SOURCE DATA.

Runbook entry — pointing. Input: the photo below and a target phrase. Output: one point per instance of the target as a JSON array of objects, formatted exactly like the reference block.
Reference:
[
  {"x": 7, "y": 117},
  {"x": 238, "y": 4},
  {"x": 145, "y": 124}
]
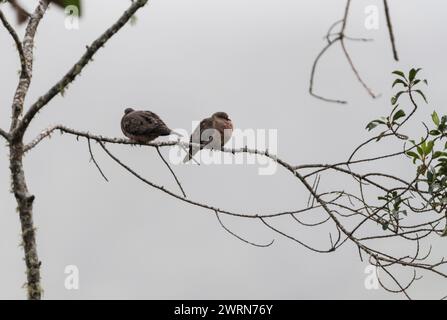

PROBLEM TO WORK ON. Reproduce each of the items above word for word, leaving out the pictures.

OUTPUT OF THE TASK.
Runbook entry — pointing. Input: the photo below and a target phrase. Output: one point per instance of the target as a JSON array of objects, formatted exactly like the reference block.
Reference:
[
  {"x": 7, "y": 117},
  {"x": 238, "y": 4},
  {"x": 145, "y": 124}
]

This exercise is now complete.